# [Exercise aim]
Decide whether each statement agrees with the comment thread about AI, medicine, and the FDA, answering yes or no and quoting the deciding words from the thread. 1. Standard FDA approval currently takes about 10 months. 2. Dylan describes himself as a biologist. 3. Off-label prescribing means using a drug for a purpose other than the one officially tested and approved.

# [Source document]
I had been an advocate of reducing the FDA’s role to merely labeling drugs as having research basis for safety and efficacy or not, but now I think the agency does more harm than good, even in that role. We saw during the pandemic that there were people who trusted the FDA’s standard process too much, and then were skeptical of emergency authorization.
I think AI will help medicine and research publishing in general though, in that publishing via chatbot will become standard. Though somewhat suboptimal in ways now, publishing via chatbot will allow researchers to write informal papers, without even have to necessarily fully reference them, upload them into chatbots. Then the chatbots will produce formal papers/books on an overview, and/or any related topic, subtopic, or combination thereof at the reader’s request, and at levels of explanation the readers can understand.
Dylan
Jun 27 2024 at 9:37am
I think he is wrong on medicine as well, but for different reasons. I’m not a biologist, but I’ve worked with many over the years. The one thing I’ve learned from them is just how incomplete our model of any particular disease or of the whole human body. AI can do a lot, but I think it still chokes (at least LLMs) on that bit. And until we get those fundamental breakthroughs, we’re still going to be going slow, since we still have no idea if a new drug is going to help you or hurt you without trying it out. The promise of personalized medicine is great… It just always seems to be a few years or more away.
Richard W Fulmer
Jun 27 2024 at 10:56am
Could AI-identified medicines swap the FDA’s ability to review new drugs to the point that public demand drives real reform?
steve
Jun 27 2024 at 5:41pm
I would second Dylan. If and when we have perfect understanding of biology and the human body in particular then maybe AI can do what the author claims. Based upon current levels of understanding we cant predict the outcomes for drugs across a population let alone at the individual level. As a very long time, avid reader of sci-fi I would like to think that we eventually get to the level where we we have a tricorder that tells us exactly what is wrong with someone and what molecules we need to treat, then have the ability to manufacture those molecules on the spot, but that is a long time away. That said AI will help with a lot of other things in medicine well before we have tricorders.
Just a reminder about how the FDA really works. Almost everything it approves has to be looked at by their own people and then goes out to people in academia or the private sector for review. If you want that done faster you will need to pay more people so they have time to do the reviews. At present approval is in about 10 months, priority approval 6 months. Truly lifesaving drugs can get faster, conditional approval.
Query- Having been a practicing doc for a long time and chair of a department for over 10 years, people seem to want to skip phase 2 and 3 testing. First, I am not sure drug companies actually want that since they wouldn’t have a leg to stand on when they get sued. Second, how would I as a doc know how to dose the drug, if it was effective and how does it compare to other drugs? Why would I order such a drug not knowing those things?
Steve
Matthias
Jun 30 2024 at 7:29am
Doctors are already allowed to prescribe medication off-label, and that is common enough practice.
For those not in the know: off-label means for a purpose other than what was officially tested and approved.
Eg think of aspirin for heart attack prevention, and not as a mild painkiller. (Though aspirin is perhaps a bad example, because that drug predates modern approval processes anyway.)
So all the issues your mention in your query are already being navigated by doctors today.

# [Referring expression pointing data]

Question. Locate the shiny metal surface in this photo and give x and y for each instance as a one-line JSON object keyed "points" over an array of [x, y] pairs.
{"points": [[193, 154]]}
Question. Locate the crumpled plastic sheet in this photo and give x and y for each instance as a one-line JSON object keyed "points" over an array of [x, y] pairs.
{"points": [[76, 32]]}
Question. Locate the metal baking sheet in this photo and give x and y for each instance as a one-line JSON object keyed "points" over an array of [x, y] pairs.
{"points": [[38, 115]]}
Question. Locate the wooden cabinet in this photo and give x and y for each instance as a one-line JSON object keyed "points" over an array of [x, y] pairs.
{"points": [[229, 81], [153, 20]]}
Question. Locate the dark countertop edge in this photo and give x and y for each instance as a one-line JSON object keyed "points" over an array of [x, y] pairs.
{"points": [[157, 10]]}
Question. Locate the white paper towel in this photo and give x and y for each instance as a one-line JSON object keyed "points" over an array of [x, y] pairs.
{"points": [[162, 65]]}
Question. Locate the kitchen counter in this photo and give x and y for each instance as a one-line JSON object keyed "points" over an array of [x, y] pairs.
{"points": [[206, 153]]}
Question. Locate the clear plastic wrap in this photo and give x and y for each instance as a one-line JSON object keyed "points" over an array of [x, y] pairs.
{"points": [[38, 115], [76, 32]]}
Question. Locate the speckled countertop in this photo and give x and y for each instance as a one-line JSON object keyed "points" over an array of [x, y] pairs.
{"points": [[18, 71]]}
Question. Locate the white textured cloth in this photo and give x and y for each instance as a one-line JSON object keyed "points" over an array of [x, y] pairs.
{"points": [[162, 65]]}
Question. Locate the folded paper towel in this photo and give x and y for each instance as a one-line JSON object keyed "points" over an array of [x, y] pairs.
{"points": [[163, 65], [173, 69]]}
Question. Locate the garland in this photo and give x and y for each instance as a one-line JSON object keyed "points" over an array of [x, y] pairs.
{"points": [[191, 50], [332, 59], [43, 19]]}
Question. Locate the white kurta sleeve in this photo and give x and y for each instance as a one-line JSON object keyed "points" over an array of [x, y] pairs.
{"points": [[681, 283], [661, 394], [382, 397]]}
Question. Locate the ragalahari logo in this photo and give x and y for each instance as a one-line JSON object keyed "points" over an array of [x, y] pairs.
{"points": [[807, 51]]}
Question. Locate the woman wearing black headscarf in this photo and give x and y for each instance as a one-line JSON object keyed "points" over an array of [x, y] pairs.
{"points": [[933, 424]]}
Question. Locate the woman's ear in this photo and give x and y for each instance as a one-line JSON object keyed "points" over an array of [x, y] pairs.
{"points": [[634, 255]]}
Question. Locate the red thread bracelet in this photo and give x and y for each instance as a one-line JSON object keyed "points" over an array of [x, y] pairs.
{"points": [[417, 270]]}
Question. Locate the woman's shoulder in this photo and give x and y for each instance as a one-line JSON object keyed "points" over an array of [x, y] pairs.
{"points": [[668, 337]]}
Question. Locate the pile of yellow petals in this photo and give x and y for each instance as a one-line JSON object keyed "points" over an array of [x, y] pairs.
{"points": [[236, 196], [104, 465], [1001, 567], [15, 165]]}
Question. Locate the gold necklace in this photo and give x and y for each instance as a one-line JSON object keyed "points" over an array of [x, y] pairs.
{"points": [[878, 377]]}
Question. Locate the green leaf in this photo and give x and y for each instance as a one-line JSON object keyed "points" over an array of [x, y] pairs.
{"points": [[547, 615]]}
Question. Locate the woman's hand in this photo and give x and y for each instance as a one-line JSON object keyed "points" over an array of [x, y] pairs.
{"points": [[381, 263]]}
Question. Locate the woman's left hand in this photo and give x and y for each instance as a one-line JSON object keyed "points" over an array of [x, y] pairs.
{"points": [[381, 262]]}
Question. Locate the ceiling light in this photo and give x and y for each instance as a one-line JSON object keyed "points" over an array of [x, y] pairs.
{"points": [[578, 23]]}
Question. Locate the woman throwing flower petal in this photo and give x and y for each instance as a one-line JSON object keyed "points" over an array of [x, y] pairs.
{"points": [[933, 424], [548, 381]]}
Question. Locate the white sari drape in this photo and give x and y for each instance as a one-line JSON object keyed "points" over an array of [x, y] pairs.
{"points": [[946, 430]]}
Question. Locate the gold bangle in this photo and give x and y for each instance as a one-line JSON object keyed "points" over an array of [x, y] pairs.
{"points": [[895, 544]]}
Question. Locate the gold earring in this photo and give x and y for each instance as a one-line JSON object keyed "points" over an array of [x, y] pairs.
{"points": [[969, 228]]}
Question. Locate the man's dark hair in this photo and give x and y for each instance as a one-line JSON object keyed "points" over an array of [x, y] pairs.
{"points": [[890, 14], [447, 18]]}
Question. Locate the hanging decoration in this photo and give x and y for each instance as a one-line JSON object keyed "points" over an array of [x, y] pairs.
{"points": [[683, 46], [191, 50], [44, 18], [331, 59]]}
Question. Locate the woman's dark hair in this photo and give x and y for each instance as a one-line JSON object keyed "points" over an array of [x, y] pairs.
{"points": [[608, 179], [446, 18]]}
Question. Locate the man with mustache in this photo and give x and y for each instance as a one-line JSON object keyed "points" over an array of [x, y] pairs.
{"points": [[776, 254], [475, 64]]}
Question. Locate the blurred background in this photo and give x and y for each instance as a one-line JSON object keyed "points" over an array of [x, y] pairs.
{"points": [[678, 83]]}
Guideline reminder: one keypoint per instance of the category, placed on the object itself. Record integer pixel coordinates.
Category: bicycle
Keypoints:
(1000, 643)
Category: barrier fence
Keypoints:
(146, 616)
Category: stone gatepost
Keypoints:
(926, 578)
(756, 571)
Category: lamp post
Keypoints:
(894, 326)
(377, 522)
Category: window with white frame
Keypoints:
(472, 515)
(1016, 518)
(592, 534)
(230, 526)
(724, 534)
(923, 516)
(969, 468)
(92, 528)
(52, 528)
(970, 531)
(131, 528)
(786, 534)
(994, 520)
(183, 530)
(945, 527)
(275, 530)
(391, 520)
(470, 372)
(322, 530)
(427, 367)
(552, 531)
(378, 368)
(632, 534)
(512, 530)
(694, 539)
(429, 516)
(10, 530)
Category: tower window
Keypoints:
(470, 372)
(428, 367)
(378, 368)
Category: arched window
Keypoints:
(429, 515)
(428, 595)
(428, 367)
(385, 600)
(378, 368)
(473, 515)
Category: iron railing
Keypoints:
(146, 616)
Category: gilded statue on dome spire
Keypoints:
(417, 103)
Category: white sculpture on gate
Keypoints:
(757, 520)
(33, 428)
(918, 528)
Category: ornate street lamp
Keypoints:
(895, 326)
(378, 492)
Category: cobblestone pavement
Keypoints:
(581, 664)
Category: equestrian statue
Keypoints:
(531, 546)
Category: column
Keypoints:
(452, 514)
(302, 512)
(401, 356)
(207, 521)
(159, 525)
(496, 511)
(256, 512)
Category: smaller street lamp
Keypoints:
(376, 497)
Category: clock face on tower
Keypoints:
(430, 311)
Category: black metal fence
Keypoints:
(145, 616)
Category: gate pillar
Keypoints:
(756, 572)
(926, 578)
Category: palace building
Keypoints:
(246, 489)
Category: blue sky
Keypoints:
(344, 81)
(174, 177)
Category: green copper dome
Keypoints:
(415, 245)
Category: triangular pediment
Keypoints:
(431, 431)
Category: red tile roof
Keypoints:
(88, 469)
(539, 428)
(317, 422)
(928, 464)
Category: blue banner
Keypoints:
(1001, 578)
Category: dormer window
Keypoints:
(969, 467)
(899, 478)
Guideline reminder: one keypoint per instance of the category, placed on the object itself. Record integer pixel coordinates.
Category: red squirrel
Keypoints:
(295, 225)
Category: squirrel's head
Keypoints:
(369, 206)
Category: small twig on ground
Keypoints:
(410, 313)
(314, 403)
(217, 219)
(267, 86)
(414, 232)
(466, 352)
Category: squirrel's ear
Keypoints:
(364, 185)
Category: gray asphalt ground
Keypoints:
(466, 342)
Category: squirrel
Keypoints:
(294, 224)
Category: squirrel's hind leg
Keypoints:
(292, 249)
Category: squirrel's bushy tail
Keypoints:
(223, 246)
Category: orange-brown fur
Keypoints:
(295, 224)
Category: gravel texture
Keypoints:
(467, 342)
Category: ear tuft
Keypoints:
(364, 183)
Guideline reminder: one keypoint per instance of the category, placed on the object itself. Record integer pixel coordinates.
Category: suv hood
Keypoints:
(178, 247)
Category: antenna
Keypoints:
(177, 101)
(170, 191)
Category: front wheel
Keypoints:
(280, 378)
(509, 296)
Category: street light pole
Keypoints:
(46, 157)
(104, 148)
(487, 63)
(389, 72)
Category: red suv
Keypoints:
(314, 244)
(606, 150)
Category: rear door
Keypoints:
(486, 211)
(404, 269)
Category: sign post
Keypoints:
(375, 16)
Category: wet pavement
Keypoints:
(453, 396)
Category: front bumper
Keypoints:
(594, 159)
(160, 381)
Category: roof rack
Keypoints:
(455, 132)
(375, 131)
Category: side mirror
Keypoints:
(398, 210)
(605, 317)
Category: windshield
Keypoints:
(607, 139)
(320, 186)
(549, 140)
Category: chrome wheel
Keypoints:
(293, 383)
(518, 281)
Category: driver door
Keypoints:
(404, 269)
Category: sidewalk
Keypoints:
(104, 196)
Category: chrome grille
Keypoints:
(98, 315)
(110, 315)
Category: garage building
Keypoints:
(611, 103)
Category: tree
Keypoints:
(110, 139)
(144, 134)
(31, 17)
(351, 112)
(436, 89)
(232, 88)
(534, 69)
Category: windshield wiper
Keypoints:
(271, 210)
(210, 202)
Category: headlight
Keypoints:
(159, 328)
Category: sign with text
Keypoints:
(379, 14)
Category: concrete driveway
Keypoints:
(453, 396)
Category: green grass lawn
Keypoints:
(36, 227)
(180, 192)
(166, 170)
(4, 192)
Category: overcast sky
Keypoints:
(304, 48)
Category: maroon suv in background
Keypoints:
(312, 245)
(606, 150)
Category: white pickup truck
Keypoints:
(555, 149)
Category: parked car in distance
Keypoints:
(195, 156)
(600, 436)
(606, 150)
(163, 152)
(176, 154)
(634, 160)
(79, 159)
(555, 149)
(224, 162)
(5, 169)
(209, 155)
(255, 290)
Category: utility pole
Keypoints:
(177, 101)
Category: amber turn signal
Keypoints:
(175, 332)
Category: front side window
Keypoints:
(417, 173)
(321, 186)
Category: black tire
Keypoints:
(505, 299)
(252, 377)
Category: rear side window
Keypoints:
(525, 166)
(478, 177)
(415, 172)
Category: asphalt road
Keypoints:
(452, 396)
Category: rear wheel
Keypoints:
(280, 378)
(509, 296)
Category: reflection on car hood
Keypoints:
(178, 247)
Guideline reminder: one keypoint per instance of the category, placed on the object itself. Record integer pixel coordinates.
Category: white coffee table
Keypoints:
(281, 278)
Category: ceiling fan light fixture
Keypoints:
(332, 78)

# [Exercise answer]
1. Yes: "At present approval is in about 10 months, priority approval 6 months."
2. No: "I’m not a biologist, but I’ve worked with many over the years."
3. Yes: "off-label means for a purpose other than what was officially tested and approved."